[Reading text Boundary: Start]

Re: Column lookup in a row performance

From: Павлухин Иван <vololo100(at)gmail(dot)com>
To: David Rowley <david(dot)rowley(at)2ndquadrant(dot)com>
Cc: pgsql-general <pgsql-general(at)postgresql(dot)org>
Subject: Re: Column lookup in a row performance
Date: 2019-03-26 15:16:21
Message-ID: CAOykqKefnGPySQDKdwvk8g_bM3WnQOXMrf33Nv-oW0hYn3T3eg@mail.gmail.com
Views: Raw Message | Whole Thread | Download mbox | Resend email
Thread:
Lists: pgsql-general

Hi David,

Thank you for your response. I understand that postgresql behaves good
for fixed-length NOT NULL columns stored in the beginning of a tuple.
But let's imagine a use case when we just have many NOT NULL
variable-length columns. With current storage format accessing a first
column is faster than accessing a last one.

I did a rough experiment to check if a difference is visible. I used
following table (200 pairs of columns):
create table layout(
i0 int,
s0 varchar(255),
...
i199 int,
s199 varchar(255)
);

And populated it with 1 million rows. And run following queries
SELECT AVG(i0) FROM layout;
SELECT AVG(i199) FROM layout;

On my machine calculating an average over column i0 took about 1
second and about 2.5 seconds for column i199. And similar observations
were described in threads mentioned before. Quite significant
difference!

I made a similar experiment for mysql as well (innodb). And results
are the same for first and last columns.

Some details how it is stored in innodb. They store varlen column
lengths only in a tuple header (there is no length prefix before
column data itself). Having a tuple descriptor and lengths in a tuple
header it is always possible to calculate each column position without
jumping through an entire record. And seems that space requirements
are same as in postgresql.

It seems that an innodb layout is better at least for reading. So, it
is still unclear for me why postgresql does not employ similar layout
if it can give significant benefits.

пт, 22 мар. 2019 г. в 13:15, David Rowley <david(dot)rowley(at)2ndquadrant(dot)com>:
>
> On Fri, 22 Mar 2019 at 19:13, Павлухин Иван <vololo100(at)gmail(dot)com> wrote:
> > I am learning deeply how tuples are organized and column values are
> > accessed in different databases. As far as undertood postgres does not
> > store all column positions in a tuple (e.g. in header or footer). In
> > contrast MySQL InnoDB stores column lengths in a record header [1].

[Reading text Boundary: End]
[Dataset records Boundary: Start]

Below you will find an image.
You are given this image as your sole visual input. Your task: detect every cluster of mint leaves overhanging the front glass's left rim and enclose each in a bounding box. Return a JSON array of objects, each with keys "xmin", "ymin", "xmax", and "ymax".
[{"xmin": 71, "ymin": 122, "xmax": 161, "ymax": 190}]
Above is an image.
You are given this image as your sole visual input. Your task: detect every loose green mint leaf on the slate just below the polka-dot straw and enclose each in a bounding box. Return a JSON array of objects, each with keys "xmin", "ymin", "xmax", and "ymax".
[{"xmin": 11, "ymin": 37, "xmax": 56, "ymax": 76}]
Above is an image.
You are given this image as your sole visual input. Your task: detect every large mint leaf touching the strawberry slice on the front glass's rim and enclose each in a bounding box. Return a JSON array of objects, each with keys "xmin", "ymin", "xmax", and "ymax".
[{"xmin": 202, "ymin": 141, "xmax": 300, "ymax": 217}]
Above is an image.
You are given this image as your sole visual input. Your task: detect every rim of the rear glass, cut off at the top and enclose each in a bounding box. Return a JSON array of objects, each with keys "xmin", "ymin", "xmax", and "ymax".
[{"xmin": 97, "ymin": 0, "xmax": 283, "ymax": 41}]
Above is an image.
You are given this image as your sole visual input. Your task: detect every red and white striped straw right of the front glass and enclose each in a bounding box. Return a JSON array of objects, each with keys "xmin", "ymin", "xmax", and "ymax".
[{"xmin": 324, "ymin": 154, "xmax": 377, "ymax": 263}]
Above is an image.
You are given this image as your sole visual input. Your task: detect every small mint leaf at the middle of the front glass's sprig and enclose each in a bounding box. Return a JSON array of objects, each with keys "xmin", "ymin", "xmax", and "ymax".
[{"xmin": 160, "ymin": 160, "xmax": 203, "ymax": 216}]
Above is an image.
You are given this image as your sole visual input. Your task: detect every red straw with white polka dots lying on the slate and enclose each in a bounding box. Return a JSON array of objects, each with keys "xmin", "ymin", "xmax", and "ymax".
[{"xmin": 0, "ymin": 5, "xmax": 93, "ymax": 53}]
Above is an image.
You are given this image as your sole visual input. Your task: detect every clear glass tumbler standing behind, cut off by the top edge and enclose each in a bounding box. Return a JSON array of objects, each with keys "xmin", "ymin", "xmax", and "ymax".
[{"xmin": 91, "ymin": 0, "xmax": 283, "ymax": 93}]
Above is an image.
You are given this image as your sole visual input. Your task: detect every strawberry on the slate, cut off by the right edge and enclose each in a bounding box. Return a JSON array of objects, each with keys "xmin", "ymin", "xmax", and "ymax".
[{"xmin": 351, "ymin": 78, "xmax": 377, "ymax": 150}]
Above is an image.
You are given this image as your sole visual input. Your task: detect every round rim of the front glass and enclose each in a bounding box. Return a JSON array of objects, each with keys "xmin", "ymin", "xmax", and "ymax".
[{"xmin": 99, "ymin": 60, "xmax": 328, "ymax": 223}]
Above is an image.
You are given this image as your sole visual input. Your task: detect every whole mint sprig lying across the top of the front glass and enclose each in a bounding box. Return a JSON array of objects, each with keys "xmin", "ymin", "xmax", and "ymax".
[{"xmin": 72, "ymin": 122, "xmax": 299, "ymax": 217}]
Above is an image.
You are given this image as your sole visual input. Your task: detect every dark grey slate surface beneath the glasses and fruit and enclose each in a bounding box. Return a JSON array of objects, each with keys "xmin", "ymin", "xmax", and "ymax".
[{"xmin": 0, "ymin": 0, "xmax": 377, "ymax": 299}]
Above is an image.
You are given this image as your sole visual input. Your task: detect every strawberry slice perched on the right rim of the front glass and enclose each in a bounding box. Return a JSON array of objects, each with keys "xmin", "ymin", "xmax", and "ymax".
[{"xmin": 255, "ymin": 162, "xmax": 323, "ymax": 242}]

[Dataset records Boundary: End]
[Dataset records Boundary: Start]

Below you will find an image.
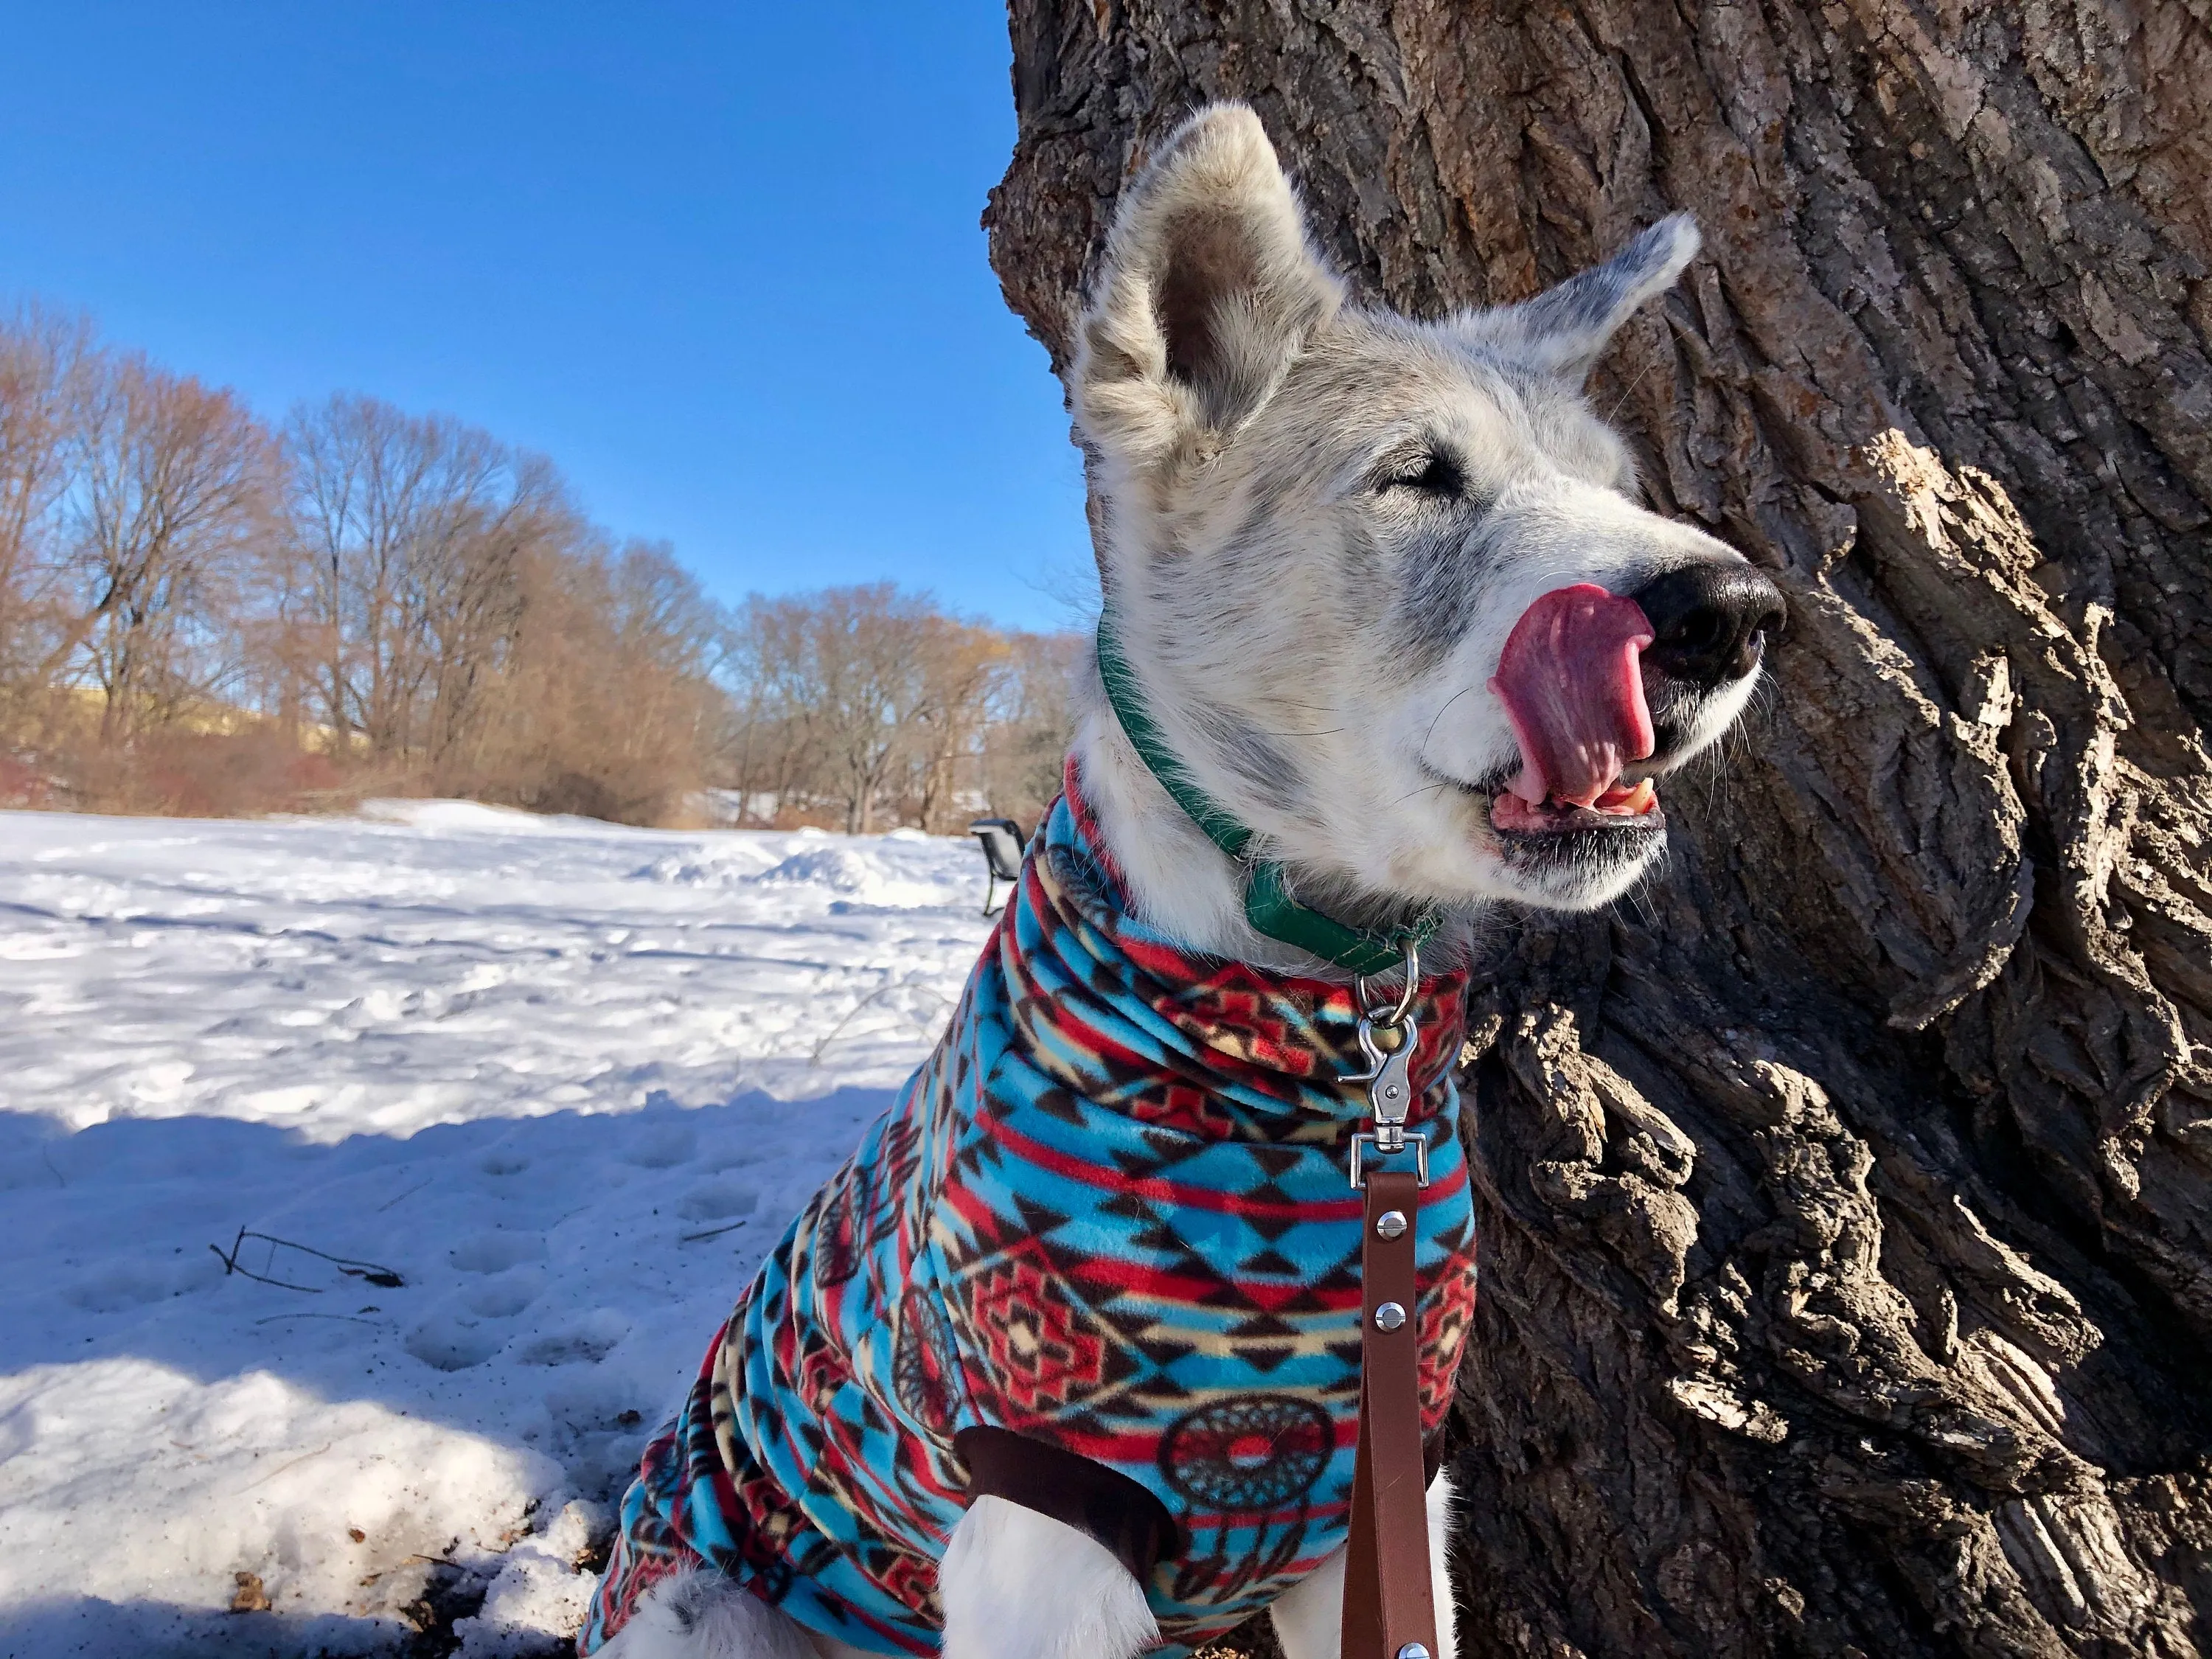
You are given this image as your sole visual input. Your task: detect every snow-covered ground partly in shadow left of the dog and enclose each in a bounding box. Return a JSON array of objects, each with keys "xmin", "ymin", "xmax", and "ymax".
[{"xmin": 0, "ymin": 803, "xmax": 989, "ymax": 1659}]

[Dataset records Boundary: End]

Check your understanding:
• A. Print the part of the message on column lookup performance starting with "I made a similar" and going on through "give significant benefits.".
• B. Answer these questions from the message on column lookup performance:
(i) How many rows were loaded into the test table?
(ii) About how long did calculating the average over column i199 take?
(iii) Where does InnoDB store the lengths of variable-length columns?
The items have no connection to the message on column lookup performance.

Answers in order:
• A.
I made a similar experiment for mysql as well (innodb). And results
are the same for first and last columns.

Some details how it is stored in innodb. They store varlen column
lengths only in a tuple header (there is no length prefix before
column data itself). Having a tuple descriptor and lengths in a tuple
header it is always possible to calculate each column position without
jumping through an entire record. And seems that space requirements
are same as in postgresql.

It seems that an innodb layout is better at least for reading. So, it
is still unclear for me why postgresql does not employ similar layout
if it can give significant benefits.

• B.
(i) 1 million rows.
(ii) About 2.5 seconds.
(iii) Only in the tuple header.